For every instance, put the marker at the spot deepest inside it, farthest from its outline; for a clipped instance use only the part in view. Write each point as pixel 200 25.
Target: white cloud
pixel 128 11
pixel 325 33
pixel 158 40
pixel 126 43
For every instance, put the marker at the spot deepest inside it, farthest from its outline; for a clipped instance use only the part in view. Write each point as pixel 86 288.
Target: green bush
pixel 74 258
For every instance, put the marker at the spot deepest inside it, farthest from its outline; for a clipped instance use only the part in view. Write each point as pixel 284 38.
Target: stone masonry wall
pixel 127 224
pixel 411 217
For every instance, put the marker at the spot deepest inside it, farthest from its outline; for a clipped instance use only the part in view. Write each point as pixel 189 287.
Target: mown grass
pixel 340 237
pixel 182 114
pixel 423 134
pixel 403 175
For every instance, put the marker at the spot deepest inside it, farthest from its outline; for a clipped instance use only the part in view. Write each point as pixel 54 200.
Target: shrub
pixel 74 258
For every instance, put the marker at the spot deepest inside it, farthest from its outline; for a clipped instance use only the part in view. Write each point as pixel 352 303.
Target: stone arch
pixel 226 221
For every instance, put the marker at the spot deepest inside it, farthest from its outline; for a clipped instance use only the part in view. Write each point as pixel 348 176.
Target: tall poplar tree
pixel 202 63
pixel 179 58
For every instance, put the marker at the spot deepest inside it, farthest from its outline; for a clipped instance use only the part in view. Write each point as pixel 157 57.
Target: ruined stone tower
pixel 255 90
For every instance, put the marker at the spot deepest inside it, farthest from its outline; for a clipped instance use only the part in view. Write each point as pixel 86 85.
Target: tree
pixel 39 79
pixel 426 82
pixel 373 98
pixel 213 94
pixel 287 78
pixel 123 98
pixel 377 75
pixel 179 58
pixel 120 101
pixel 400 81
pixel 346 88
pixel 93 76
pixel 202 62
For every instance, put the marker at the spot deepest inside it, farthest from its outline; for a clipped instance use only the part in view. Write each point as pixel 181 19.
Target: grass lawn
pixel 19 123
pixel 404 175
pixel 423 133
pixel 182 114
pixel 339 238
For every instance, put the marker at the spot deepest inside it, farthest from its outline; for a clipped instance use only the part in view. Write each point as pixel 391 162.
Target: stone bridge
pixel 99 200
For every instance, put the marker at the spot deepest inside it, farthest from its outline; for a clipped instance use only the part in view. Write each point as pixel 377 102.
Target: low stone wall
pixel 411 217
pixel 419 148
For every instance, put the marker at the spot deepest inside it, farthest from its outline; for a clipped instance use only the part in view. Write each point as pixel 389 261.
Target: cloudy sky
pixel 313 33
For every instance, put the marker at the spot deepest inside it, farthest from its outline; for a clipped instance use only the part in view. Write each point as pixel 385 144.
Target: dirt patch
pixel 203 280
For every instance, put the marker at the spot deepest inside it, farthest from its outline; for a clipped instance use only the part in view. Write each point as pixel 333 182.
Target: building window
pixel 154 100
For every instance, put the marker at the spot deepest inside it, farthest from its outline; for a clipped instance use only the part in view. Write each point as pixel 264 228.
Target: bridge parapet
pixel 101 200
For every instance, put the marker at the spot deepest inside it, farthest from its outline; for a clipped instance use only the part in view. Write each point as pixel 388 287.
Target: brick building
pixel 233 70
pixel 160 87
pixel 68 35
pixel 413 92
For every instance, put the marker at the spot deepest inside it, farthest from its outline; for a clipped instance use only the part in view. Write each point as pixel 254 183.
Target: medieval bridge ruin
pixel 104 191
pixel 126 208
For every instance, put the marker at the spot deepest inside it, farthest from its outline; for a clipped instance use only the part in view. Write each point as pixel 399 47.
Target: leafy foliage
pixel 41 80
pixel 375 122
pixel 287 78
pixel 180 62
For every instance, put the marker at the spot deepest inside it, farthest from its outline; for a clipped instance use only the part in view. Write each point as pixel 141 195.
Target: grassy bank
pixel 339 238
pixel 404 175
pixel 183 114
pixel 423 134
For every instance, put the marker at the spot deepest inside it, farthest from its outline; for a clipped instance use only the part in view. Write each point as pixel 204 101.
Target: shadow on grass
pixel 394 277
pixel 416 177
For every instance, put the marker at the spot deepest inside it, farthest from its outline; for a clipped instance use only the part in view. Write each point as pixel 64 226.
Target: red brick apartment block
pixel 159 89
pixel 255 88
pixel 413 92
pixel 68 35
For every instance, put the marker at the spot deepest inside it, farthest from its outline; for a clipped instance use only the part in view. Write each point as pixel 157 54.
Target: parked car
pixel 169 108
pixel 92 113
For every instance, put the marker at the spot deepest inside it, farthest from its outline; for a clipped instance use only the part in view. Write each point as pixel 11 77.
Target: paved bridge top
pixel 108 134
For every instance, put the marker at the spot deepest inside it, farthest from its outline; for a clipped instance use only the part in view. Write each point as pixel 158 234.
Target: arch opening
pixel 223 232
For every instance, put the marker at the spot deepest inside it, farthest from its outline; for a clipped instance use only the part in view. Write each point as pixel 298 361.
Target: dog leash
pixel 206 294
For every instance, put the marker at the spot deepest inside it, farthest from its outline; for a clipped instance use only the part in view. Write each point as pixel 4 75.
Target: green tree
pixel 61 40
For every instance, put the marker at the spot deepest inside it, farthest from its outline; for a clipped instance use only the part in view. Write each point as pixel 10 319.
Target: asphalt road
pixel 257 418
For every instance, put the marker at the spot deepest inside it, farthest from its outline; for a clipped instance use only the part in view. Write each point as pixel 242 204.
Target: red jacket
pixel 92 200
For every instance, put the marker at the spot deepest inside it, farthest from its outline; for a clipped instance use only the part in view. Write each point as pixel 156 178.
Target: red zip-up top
┄┄┄┄┄┄
Task description:
Reproduce all of the material above, swapping every "marker" for "pin" and keeping everything else the same.

Completed task:
For every instance, put the pin at the spot deepest inside it, farthest from its outline; for a clipped instance use only the part in view. Write each point as pixel 200 25.
Target: white cloud
pixel 128 11
pixel 325 33
pixel 158 40
pixel 126 43
For every instance, put the pin at the spot deepest inside it, farthest from its outline; for a clipped instance use only the part in view. Write each point as pixel 86 288.
Target: green bush
pixel 74 258
For every instance, put the pin at the spot deepest inside it, farthest from its outline; for a clipped instance use only the part in view. Write each point as pixel 284 38.
Target: stone masonry wall
pixel 127 224
pixel 411 217
For every instance, put the pin at the spot deepest inside it, farthest from its outline; for a clipped instance use only the part in view. Write each point as pixel 189 287.
Target: mown grass
pixel 340 237
pixel 182 114
pixel 423 134
pixel 403 175
For every instance, put the pin at the spot deepest inside it, farthest from its outline; for a clipped instance use only the part in view. Write each point as pixel 54 200.
Target: shrub
pixel 74 258
For every instance, put the pin at the spot deepest inside it, farthest from its outline; for a clipped instance use only the part in view. Write each point as pixel 352 303.
Target: stone arch
pixel 226 221
For every instance, put the pin at the spot deepest inside it, farthest from its outline; for a clipped instance use only the part in view. Write each point as pixel 348 176.
Target: tall poplar tree
pixel 202 63
pixel 179 58
For every instance, put the pin at the spot deepest inside it, farthest from its outline; for a clipped instance use only the part in view. Write each point as pixel 157 57.
Target: ruined stone tower
pixel 255 90
For every instance, put the pin at the spot deepest inside it, farthest from its outline; for a clipped instance use only the part in view. Write each point as pixel 86 85.
Target: tree
pixel 39 79
pixel 426 82
pixel 373 98
pixel 213 94
pixel 287 78
pixel 123 98
pixel 377 75
pixel 179 58
pixel 120 101
pixel 400 81
pixel 346 88
pixel 93 76
pixel 202 62
For every instance, put the pin at the spot deepest inside it, farthest from its outline; for a clipped instance use only the part in view. Write each point as pixel 181 19.
Target: grass lawn
pixel 19 123
pixel 404 175
pixel 423 133
pixel 182 114
pixel 339 238
For every instance, put the pin at the spot deepest inside it, farthest from its outline; for a clipped instance use only the part in view. Write each point as pixel 391 162.
Target: stone bridge
pixel 99 200
For every instance, put the pin at the spot deepest inside it, farthest from its outline; for a clipped instance use only the part in view. Write each point as pixel 377 102.
Target: low stone wall
pixel 411 217
pixel 419 148
For every instance, put the pin at the spot deepest inside it, farthest from its outline; for a clipped instance use only the part in view. Write each point as pixel 389 261.
Target: cloudy sky
pixel 313 33
For every instance, put the pin at the spot deepest inside it, farthest from its outline; for a clipped instance use only the part in view. Write each point as pixel 385 144.
Target: dirt patch
pixel 203 280
For every instance, put the pin at the spot deepest inside it, farthest from its outline; for a clipped instance use only the part in view. Write each point as pixel 333 182.
Target: building window
pixel 154 100
For every instance, put the pin at the spot deepest inside it, farthest from its outline; for a clipped instance use only the part in view. Write each point as pixel 264 228.
Target: bridge parapet
pixel 101 200
For every instance, put the pin at the spot deepest inside it, farthest from its outline; for a clipped instance use only the part in view. Write each point as pixel 388 287.
Target: brick building
pixel 233 70
pixel 160 87
pixel 68 35
pixel 413 92
For every instance, put the pin at the spot deepest inside it, farthest from its outline; for a clipped instance use only the part in view. Write each point as pixel 254 183.
Target: medieval bridge ruin
pixel 104 191
pixel 126 208
For every instance, put the pin at the spot deepest inside it, farthest from its outline; for a clipped instance use only the part in view. Write each point as pixel 399 47.
Target: leafy foliage
pixel 41 80
pixel 375 122
pixel 287 78
pixel 180 62
For every instance, put the pin at the spot deepest inside it, farthest from its outline; for a clipped instance use only the part in view. Write each point as pixel 141 195.
Target: grassy bank
pixel 339 238
pixel 404 175
pixel 183 114
pixel 423 134
For every instance, put the pin at the spot deepest inside it, farthest from its outline; for a clipped instance use only the part in view. Write each point as pixel 204 101.
Target: shadow on grass
pixel 394 277
pixel 416 177
For every instance, put the pin at the spot deepest inside it, farthest from its outline; for a clipped instance use only the part in view. Write each point as pixel 64 226.
Target: red brick apartment block
pixel 159 89
pixel 255 88
pixel 413 92
pixel 68 35
For every instance, put the pin at the spot deepest inside it, farthest from its outline; for a clipped instance use only the part in view. Write each point as pixel 157 54.
Target: parked car
pixel 169 108
pixel 92 113
For every instance, put the pin at the spot deepest inside it, farthest from its outline; for a clipped instance use only the part in view. Write each point as pixel 11 77.
Target: paved bridge top
pixel 108 134
For every instance, put the pin at the spot deepest inside it, farthest from its outline; for a clipped instance use only the part in view. Write each point as pixel 158 234.
Target: arch opening
pixel 223 232
For every instance, put the pin at the spot deepest inside it, farthest from its outline; for a clipped instance use only the part in view. Write each point as pixel 298 361.
Target: dog leash
pixel 206 294
For every instance, put the pin at the spot deepest inside it, farthest from its outline; for a clipped instance use only the part in view. Write each point as pixel 4 75.
Target: green tree
pixel 61 40
For every instance, put the pin at the spot deepest inside it, farthest from its outline; for a clipped instance use only the part in view. Write each point as pixel 10 319.
Target: asphalt road
pixel 257 418
For every instance, put the pin at the spot deepest inside it, farthest from its outline; for a clipped instance use only the part in view. Write each point as pixel 242 204.
Target: red jacket
pixel 92 200
For every instance, put the pin at the spot deepest inside it, farthest from its outline; for a clipped instance use only the part in view. Write each point as pixel 156 178.
Target: red zip-up top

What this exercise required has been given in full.